___ SUPPLIED RECORDS ___

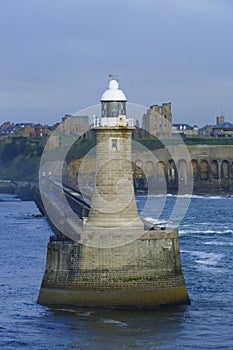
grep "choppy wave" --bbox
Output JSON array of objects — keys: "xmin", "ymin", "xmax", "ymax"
[
  {"xmin": 179, "ymin": 229, "xmax": 233, "ymax": 235},
  {"xmin": 203, "ymin": 241, "xmax": 233, "ymax": 246},
  {"xmin": 0, "ymin": 194, "xmax": 20, "ymax": 202},
  {"xmin": 101, "ymin": 319, "xmax": 127, "ymax": 327},
  {"xmin": 1, "ymin": 188, "xmax": 233, "ymax": 349},
  {"xmin": 146, "ymin": 194, "xmax": 229, "ymax": 200},
  {"xmin": 182, "ymin": 250, "xmax": 224, "ymax": 266}
]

___

— TASK DIRECTIONS —
With the pictures set aside, please write out all of the records above exactly.

— RESPONSE TO THE TASK —
grep "choppy wave" --bbox
Output JSON array of objects — keys: "xmin", "ymin", "xmax", "ymax"
[
  {"xmin": 179, "ymin": 229, "xmax": 233, "ymax": 235},
  {"xmin": 203, "ymin": 241, "xmax": 233, "ymax": 246},
  {"xmin": 0, "ymin": 194, "xmax": 20, "ymax": 202},
  {"xmin": 101, "ymin": 319, "xmax": 127, "ymax": 327},
  {"xmin": 1, "ymin": 188, "xmax": 233, "ymax": 349},
  {"xmin": 146, "ymin": 194, "xmax": 229, "ymax": 200},
  {"xmin": 182, "ymin": 250, "xmax": 224, "ymax": 266}
]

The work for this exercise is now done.